▸ **Document excerpt**
Content starts

Towering Hyatt Proposal Heads To Miami Commission

Posted on 27 July 2022 by Law360

Plans to replace Miami’s aging downtown convention center and the neighboring Hyatt Regency hotel with a three-tower development featuring a new Hyatt hotel, expanded meeting space and more than new 1,800 apartments alongside the Miami River could take a big step forward on Thursday.

The Miami City Commission is slated to decide whether to put a question on the Nov. 8 general election ballot seeking voters’ permission to move forward with the no-bid proposal and an amended lease of the city-owned land under both of the current buildings, which both opened in 1982.

Chicago-based Hyatt Hotels Corp. and Gencom, a Miami-based real estate investment and development firm, have said they plan to invest more than $1.5 billion in the so-called Miami Riverbridge proposal with no request for public subsidies.

Their plans call for two 61-story towers and a third supertall tower rising from a podium featuring about 190,000 square feet of Class A meeting space, 50% more than in the current James L. Knight Center, according to the developers.

Content ends

▸ **To do**
1. Decide whether each statement agrees with the article on the Hyatt proposal: (a) the current convention center and hotel both opened in 1982; (b) the developers are asking for public subsidies; (c) Gencom is based in Chicago. For each, answer yes or no and quote the deciding words.
2. According to the article on the Hyatt proposal, how much meeting space would the podium feature?

(Dataset records)
Content starts

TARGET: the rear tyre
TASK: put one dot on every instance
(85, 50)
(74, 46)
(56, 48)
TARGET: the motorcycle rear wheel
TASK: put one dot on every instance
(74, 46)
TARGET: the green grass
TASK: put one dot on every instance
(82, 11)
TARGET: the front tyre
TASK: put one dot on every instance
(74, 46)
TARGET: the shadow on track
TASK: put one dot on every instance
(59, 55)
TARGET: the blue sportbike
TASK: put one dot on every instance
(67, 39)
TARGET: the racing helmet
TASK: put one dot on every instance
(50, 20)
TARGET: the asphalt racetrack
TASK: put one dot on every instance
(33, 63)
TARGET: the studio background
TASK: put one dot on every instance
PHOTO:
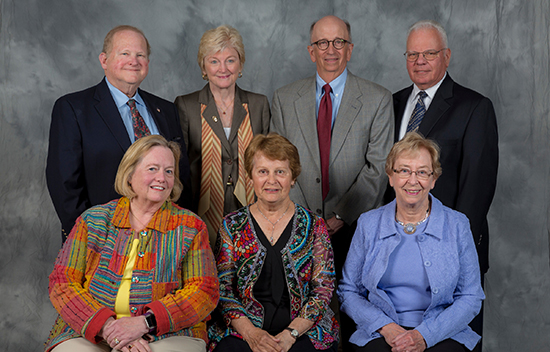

Content ends

▸ **Task-by-task outputs**
1.
(a) Yes: "which both opened in 1982"
(b) No: "with no request for public subsidies"
(c) No: "Gencom, a Miami-based real estate investment and development firm"

2. About 190,000 square feet of Class A meeting space.